Exercise task A → Locate each line in the entries that contains the string "baseball" and copy those lines. Case counts.

------ Extract to read

Adithya Pratapa


2022

pdf
Multilingual Event Linking to Wikidata
Adithya Pratapa | Rishubh Gupta | Teruko Mitamura
Proceedings of the Workshop on Multilingual Information Access (MIA)

We present a task of multilingual linking of events to a knowledge base. We automatically compile a large-scale dataset for this task, comprising of 1.8M mentions across 44 languages referring to over 10.9K events from Wikidata. We propose two variants of the event linking task: 1) multilingual, where event descriptions are from the same language as the mention, and 2) crosslingual, where all event descriptions are in English. On the two proposed tasks, we compare multiple event linking systems including BM25+ (Lv and Zhai, 2011) and multilingual adaptations of the biencoder and crossencoder architectures from BLINK (Wu et al., 2020). In our experiments on the two task variants, we find both biencoder and crossencoder models significantly outperform the BM25+ baseline. Our results also indicate that the crosslingual task is in general more challenging than the multilingual task. To test the out-of-domain generalization of the proposed linking systems, we additionally create a Wikinews-based evaluation set. We present qualitative analysis highlighting various aspects captured by the proposed dataset, including the need for temporal reasoning over context and tackling diverse event descriptions across languages.

2021

pdf
Team JARS: DialDoc Subtask 1 - Improved Knowledge Identification with Supervised Out-of-Domain Pretraining
Sopan Khosla | Justin Lovelace | Ritam Dutt | Adithya Pratapa
Proceedings of the 1st Workshop on Document-grounded Dialogue and Conversational Question Answering (DialDoc 2021)

In this paper, we discuss our submission for DialDoc subtask 1. The subtask requires systems to extract knowledge from FAQ-type documents vital to reply to a user’s query in a conversational setting. We experiment with pretraining a BERT-based question-answering model on different QA datasets from MRQA, as well as conversational QA datasets like CoQA and QuAC. Our results show that models pretrained on CoQA and QuAC perform better than their counterparts that are pretrained on MRQA datasets. Our results also indicate that adding more pretraining data does not necessarily result in improved performance. Our final model, which is an ensemble of AlBERT-XL pretrained on CoQA and QuAC independently, with the chosen answer having the highest average probability score, achieves an F1-Score of 70.9% on the official test-set.

------------

Exercise task B → Translate this sentence from the publication list above into Spanish: "Our results also indicate that the crosslingual task is in general more challenging than the multilingual task."

------ Recorded information

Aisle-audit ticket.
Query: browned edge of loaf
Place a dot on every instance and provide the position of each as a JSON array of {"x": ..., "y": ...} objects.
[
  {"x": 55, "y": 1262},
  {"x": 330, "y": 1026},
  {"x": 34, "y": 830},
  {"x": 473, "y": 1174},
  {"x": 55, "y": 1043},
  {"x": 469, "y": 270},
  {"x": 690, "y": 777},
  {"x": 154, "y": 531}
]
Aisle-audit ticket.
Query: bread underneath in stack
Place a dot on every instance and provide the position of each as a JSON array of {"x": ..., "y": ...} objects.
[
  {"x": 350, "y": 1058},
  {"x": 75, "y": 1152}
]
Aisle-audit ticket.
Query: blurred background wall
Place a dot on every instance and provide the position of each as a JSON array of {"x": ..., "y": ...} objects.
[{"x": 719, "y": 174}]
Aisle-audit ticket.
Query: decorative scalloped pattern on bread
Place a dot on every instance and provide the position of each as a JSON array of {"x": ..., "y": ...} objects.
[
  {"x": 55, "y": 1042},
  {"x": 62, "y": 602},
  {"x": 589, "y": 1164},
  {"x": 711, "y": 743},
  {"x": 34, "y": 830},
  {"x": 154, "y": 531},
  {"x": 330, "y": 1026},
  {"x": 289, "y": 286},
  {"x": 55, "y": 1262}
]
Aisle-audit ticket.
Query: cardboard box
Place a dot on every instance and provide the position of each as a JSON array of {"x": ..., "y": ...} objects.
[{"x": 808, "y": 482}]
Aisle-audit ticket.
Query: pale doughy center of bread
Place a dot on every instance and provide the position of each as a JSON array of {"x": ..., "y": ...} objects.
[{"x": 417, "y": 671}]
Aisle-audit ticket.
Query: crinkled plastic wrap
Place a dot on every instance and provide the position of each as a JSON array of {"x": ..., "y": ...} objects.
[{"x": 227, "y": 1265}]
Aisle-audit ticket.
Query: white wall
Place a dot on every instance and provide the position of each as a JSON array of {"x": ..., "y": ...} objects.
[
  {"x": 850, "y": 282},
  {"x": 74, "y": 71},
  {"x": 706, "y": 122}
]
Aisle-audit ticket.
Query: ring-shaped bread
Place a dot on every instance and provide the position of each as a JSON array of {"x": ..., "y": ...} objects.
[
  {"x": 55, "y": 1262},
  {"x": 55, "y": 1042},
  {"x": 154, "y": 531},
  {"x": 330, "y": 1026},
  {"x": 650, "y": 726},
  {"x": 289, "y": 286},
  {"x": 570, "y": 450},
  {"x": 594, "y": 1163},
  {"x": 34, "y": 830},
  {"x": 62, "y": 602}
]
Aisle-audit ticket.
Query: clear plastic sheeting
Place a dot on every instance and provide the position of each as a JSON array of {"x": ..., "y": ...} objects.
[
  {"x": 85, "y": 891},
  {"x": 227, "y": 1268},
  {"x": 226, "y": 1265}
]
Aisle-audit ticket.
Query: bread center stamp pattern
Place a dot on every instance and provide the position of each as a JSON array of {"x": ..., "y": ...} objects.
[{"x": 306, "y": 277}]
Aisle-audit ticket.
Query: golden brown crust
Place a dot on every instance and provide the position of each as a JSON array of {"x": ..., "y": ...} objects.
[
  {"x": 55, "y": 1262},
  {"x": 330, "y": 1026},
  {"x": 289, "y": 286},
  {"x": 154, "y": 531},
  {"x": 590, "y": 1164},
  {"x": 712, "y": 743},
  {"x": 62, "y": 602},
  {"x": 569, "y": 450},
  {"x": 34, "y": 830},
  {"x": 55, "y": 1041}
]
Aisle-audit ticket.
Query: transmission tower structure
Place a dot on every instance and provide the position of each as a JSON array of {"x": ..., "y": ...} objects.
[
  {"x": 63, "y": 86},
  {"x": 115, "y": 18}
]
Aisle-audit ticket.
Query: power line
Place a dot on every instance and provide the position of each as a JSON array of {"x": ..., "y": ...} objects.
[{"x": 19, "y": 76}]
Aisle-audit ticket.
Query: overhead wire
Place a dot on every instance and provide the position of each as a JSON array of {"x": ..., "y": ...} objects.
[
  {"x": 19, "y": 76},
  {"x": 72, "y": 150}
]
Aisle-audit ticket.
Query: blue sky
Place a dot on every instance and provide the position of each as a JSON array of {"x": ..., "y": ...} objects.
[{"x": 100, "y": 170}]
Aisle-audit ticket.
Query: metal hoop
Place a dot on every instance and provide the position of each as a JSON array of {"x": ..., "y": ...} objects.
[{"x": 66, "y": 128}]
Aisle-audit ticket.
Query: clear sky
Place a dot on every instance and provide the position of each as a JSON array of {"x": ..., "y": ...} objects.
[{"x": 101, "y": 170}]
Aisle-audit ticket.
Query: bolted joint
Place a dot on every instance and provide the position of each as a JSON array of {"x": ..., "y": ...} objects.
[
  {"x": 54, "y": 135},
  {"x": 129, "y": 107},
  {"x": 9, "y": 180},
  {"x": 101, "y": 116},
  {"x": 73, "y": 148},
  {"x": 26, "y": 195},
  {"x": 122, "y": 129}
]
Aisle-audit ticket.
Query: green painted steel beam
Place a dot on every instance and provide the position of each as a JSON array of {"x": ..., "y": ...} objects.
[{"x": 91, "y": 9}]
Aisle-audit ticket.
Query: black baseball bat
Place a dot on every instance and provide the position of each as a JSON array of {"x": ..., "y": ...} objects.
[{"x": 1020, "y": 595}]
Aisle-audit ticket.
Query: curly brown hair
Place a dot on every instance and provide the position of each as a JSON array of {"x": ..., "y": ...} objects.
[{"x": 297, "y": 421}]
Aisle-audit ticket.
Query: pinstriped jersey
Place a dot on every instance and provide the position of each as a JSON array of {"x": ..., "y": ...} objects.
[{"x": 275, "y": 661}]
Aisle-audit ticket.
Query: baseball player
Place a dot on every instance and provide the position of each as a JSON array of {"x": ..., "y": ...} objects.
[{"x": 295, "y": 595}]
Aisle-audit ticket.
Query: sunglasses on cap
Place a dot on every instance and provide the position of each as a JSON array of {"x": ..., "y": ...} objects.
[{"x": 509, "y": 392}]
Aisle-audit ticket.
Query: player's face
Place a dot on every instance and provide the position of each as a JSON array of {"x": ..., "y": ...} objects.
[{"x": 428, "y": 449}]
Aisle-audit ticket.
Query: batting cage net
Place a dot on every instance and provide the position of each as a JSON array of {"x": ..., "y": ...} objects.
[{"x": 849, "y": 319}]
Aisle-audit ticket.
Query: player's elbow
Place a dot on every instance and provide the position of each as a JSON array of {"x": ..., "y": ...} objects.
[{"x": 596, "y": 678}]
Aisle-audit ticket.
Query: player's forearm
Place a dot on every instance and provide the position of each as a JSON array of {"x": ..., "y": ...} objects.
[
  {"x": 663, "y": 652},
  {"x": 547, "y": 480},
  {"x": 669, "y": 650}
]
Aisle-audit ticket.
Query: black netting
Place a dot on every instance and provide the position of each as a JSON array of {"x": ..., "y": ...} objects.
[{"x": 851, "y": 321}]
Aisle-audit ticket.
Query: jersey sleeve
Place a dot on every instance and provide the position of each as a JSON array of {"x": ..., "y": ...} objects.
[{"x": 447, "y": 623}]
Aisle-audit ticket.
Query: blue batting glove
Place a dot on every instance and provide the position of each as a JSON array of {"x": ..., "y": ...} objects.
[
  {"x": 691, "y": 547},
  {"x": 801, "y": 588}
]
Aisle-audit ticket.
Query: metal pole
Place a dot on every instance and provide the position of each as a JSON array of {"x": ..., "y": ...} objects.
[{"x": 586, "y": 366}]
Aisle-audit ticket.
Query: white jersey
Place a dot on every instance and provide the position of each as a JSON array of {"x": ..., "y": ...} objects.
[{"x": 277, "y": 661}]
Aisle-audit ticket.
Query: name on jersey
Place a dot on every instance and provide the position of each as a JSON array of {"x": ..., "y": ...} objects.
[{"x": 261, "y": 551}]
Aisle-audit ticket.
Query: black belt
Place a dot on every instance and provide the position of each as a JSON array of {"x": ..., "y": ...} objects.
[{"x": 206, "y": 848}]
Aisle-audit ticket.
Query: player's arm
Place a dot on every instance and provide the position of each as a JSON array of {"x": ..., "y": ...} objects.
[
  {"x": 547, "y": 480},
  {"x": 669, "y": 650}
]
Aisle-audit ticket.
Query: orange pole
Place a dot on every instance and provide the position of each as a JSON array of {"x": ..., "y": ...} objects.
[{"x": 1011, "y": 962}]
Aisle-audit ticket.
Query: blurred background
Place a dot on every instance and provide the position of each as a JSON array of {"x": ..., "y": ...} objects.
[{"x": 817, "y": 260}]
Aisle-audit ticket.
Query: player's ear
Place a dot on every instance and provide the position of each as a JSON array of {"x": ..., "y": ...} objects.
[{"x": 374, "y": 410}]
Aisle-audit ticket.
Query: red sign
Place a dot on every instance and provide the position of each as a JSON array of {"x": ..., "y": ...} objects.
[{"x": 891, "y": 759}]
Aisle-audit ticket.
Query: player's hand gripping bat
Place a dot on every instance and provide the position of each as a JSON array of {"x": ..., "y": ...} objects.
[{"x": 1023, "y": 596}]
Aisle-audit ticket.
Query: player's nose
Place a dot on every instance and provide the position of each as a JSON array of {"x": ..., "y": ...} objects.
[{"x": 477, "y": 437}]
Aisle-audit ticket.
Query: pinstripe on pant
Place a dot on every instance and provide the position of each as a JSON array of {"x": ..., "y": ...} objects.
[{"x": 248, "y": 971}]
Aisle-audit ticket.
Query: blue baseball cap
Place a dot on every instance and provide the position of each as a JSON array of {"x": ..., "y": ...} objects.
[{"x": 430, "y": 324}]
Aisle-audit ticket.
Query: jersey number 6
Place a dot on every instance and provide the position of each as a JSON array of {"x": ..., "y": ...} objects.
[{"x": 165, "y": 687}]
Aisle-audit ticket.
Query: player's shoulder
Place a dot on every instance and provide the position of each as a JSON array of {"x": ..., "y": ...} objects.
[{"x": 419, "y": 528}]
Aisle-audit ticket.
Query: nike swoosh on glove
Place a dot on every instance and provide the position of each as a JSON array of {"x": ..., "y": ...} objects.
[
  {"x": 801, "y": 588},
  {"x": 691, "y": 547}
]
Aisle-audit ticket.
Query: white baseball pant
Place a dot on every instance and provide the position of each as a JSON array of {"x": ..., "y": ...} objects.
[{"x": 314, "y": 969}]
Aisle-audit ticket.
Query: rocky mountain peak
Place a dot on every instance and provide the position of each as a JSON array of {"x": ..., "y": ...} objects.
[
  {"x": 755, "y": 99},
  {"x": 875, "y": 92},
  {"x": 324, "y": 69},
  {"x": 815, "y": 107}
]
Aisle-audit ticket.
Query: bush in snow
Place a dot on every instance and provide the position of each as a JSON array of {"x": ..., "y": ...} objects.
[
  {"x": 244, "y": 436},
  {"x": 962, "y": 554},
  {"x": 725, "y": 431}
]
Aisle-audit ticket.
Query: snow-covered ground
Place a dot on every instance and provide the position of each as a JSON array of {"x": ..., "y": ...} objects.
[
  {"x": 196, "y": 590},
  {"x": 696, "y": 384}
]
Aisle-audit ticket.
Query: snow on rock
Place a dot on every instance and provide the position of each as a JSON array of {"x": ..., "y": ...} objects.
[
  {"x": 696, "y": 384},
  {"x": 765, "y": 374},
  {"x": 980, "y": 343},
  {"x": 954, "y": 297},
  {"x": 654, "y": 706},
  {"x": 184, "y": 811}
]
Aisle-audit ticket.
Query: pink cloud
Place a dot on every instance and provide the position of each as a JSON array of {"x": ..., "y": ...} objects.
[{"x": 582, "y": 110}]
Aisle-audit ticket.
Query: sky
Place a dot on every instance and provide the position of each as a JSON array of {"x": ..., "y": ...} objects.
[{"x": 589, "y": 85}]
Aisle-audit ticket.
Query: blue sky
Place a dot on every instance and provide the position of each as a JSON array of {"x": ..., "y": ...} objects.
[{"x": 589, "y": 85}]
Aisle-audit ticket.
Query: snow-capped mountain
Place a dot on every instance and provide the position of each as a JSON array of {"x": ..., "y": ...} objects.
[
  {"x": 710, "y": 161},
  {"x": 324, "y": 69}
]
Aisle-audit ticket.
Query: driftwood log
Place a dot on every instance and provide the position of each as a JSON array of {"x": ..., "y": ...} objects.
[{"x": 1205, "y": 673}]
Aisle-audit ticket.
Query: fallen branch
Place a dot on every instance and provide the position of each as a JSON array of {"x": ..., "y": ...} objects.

------------

Expected output A →
Query: black baseball bat
Query: baseball player
Query: blue baseball cap
Query: white baseball pant

Expected output B → Nuestros resultados también indican que la tarea interlingüe es, en general, más difícil que la tarea multilingüe.